___ SOURCE MATERIAL ___

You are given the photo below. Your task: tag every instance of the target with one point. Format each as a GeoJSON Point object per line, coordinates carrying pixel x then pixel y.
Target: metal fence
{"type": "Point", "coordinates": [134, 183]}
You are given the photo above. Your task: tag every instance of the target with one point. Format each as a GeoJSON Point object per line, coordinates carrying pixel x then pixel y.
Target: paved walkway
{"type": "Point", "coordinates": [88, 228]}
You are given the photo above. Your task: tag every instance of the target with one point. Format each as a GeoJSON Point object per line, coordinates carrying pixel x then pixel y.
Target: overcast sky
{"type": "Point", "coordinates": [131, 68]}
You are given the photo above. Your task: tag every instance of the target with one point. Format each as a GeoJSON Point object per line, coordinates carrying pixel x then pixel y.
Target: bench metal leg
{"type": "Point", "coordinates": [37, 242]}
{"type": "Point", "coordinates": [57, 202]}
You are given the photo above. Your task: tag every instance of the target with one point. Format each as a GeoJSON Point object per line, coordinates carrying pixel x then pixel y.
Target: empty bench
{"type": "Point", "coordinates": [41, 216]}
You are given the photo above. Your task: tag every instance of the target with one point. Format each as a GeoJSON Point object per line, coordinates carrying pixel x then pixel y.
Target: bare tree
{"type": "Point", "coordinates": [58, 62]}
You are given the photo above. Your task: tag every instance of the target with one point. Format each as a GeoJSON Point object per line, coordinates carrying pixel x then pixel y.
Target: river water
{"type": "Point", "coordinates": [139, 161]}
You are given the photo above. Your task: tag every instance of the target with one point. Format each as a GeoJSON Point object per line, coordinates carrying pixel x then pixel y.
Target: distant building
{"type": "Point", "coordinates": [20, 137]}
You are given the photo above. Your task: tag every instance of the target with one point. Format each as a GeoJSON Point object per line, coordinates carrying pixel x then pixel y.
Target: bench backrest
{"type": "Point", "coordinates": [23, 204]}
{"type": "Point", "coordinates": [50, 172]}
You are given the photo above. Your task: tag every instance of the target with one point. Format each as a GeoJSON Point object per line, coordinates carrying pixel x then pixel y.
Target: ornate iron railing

___

#### PROBLEM STATEMENT:
The complete listing, transcribed exactly, is the expected answer.

#### RESULT OF THE TASK:
You are given the photo below. Your task: tag every instance of the target with one point. Format each as a GeoJSON Point object per line, coordinates carrying pixel x then pixel y.
Target: metal fence
{"type": "Point", "coordinates": [134, 183]}
You are given the photo above. Your task: tag every instance of the target with one point. Format each as a GeoJSON Point object per line, coordinates carrying pixel x then pixel y.
Target: paved walkway
{"type": "Point", "coordinates": [88, 228]}
You are given the photo above. Your task: tag every instance of the target with one point. Format each as a GeoJSON Point object per line, coordinates carrying pixel x then pixel y.
Target: overcast sky
{"type": "Point", "coordinates": [131, 68]}
You are given the photo above. Your task: tag every instance of the target with one point. Format each as a GeoJSON Point object per line, coordinates carrying pixel x then pixel y.
Target: bench metal leg
{"type": "Point", "coordinates": [37, 242]}
{"type": "Point", "coordinates": [57, 202]}
You are given the photo above. Your task: tag every instance of the target with one point. Format each as a GeoJSON Point object per line, coordinates carrying pixel x then pixel y.
Target: empty bench
{"type": "Point", "coordinates": [41, 216]}
You are given the photo above. Your task: tag every instance of the target with one point. Format each as a GeoJSON Point object per line, coordinates carrying pixel x then pixel y.
Target: bare tree
{"type": "Point", "coordinates": [58, 62]}
You are given the photo above. Your task: tag every instance of the target with one point. Format each as a GeoJSON Point object per line, coordinates carrying pixel x then pixel y.
Target: river water
{"type": "Point", "coordinates": [139, 161]}
You are given the photo above. Your task: tag every instance of the target with one point. Format each as a GeoJSON Point object per line, coordinates carrying pixel x then pixel y.
Target: distant building
{"type": "Point", "coordinates": [20, 137]}
You are given the photo above. Your task: tag every instance of the target with one point. Format each as a GeoJSON Point object per line, coordinates carrying pixel x then pixel y.
Target: bench backrest
{"type": "Point", "coordinates": [23, 204]}
{"type": "Point", "coordinates": [50, 172]}
You are given the photo above. Your task: tag every instance of the target with one point. Format each as a GeoJSON Point object per line, coordinates carrying pixel x then pixel y.
Target: ornate iron railing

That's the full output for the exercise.